(Text section):
┄┄┄┄┄┄┄┄┄┄┄┄┄┄┄┄┄┄┄┄
01/05/1968 VAIDYIALINGAM, C.A.

VAIDYIALINGAM, C.A.

RAMASWAMI, V.

CITATION: 1969 AIR 4 1969 SCR (1) 188

ACT:

Opium Act (1 of 1878), as applicable to Madhya PradeshSeizure and Report by Police Officer-Trial under Cr. P. C.

whether s. 251A or s. 252 Cr. P.C . applicable.

HEADNOTE:

On receiving information, that opium was being smuggled and secretly kept in the house of the appellants, the SubInspector of Police with a police party raided their house, and recovered large quantity of opium from the courtyard of the house. The Sub-Inspector of Police made the report and the trial followed. The appellants' plea that they were living separately and that one A had thrown the bundle, was rejected by the courts below, and they were convicted under s. 120B I.P.C. and s. 9(a) of the Opium Act. In the appeal to this Court, the appellants contended that the trial, which was held, under s. 251A of the Code of Criminal Procedure, was vitiated, as it should have been properly held only under s. 252 Cr. P.C.

HELD : There was no illegality in the trial.

In this case the investigation was done by a police officer.

the seizure ,of the articles and the report to the Magistrate was made by the Police Officer. It was on this report of the police officer that the Magistrate acted further, and the trial also followed. In respect of a trial conducted by a Magistrate on a report made by a police officer, under the Opium Act,as applicable to the State of Madhya Pradesh, for an offence under that Act, s. 251A Cr.

P.C. is applicable. [192 F-H] Amalshah v. State of Madhya Pradesh, unreported decision, in Cr. A. No. 201/63, dt. 11-12-64, followed.
┄┄┄┄┄┄┄┄┄┄┄┄┄┄┄┄┄┄┄┄
(Dataset records):

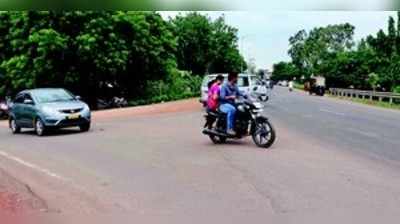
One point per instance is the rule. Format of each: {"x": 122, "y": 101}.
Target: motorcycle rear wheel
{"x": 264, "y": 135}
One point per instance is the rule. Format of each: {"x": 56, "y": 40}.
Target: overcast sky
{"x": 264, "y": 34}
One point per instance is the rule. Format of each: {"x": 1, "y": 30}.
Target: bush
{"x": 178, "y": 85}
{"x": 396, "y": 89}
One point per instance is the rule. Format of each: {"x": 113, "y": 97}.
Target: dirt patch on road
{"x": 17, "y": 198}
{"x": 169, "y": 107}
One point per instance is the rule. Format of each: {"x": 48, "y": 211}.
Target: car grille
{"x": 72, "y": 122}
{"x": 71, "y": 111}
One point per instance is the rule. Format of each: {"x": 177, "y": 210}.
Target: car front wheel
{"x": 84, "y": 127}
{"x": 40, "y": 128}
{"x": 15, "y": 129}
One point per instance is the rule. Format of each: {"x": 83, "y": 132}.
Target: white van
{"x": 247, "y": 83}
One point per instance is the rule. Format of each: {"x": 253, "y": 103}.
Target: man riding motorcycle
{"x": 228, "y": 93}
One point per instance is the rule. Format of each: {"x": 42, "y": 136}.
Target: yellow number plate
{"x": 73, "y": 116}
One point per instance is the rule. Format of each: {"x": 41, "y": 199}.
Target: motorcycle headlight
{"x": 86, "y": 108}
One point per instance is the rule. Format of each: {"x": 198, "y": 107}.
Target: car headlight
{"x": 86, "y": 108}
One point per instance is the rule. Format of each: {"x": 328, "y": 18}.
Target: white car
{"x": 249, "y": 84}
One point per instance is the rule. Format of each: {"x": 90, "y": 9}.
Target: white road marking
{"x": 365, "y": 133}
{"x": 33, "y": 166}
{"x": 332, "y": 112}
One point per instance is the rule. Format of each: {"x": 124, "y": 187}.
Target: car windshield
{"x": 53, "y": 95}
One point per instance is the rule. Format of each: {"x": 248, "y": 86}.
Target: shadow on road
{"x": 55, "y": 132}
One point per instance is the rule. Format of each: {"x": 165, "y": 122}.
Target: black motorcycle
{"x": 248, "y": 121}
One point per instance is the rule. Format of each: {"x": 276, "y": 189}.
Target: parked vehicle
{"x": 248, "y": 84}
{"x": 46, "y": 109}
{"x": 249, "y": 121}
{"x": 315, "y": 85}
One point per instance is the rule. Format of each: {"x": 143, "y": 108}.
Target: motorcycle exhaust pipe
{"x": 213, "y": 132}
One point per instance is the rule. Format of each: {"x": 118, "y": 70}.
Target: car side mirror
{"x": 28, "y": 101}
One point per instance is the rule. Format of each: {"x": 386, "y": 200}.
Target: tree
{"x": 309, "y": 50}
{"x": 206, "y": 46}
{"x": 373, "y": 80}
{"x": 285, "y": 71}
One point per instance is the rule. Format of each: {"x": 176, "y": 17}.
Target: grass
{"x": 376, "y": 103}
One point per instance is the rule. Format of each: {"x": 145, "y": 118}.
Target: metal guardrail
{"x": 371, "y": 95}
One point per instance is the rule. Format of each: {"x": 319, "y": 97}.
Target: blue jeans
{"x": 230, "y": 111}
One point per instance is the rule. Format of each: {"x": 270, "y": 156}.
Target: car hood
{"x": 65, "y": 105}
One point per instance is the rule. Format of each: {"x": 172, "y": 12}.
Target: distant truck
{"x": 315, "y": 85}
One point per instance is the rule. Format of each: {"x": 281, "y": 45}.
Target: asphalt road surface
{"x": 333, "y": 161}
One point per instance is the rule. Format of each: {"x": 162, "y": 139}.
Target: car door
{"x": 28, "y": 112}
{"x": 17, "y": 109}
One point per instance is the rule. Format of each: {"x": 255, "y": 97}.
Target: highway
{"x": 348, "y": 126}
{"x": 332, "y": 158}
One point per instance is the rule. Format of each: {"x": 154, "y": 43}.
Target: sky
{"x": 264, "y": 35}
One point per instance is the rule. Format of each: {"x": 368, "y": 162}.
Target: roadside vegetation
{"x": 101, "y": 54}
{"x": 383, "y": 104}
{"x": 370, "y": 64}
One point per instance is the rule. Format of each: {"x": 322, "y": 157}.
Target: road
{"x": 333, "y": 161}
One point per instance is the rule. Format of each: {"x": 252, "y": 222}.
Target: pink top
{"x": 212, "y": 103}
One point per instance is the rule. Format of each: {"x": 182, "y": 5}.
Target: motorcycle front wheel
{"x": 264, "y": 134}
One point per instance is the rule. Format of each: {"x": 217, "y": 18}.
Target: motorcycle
┄┄┄┄┄┄┄┄┄┄┄┄┄┄┄┄┄┄┄┄
(Written problem 1):
Answer these questions about the court headnote on the opium case.
(a) What did the police party recover from the courtyard of the appellants' house?
(b) Under which section of the Code of Criminal Procedure was the trial actually held?
(c) What did the Court hold about the trial?
(Written problem 2): Identify and copy each line in the listing that contains the word "motorcycle".
The listing is unrelated to the text.

(Exercise response 1):
(a) A large quantity of opium.
(b) Section 251A.
(c) There was no illegality in the trial.

(Exercise response 2):
Target: motorcycle rear wheel
Target: man riding motorcycle
Target: motorcycle headlight
Target: black motorcycle
Target: motorcycle exhaust pipe
Target: motorcycle front wheel
Target: motorcycle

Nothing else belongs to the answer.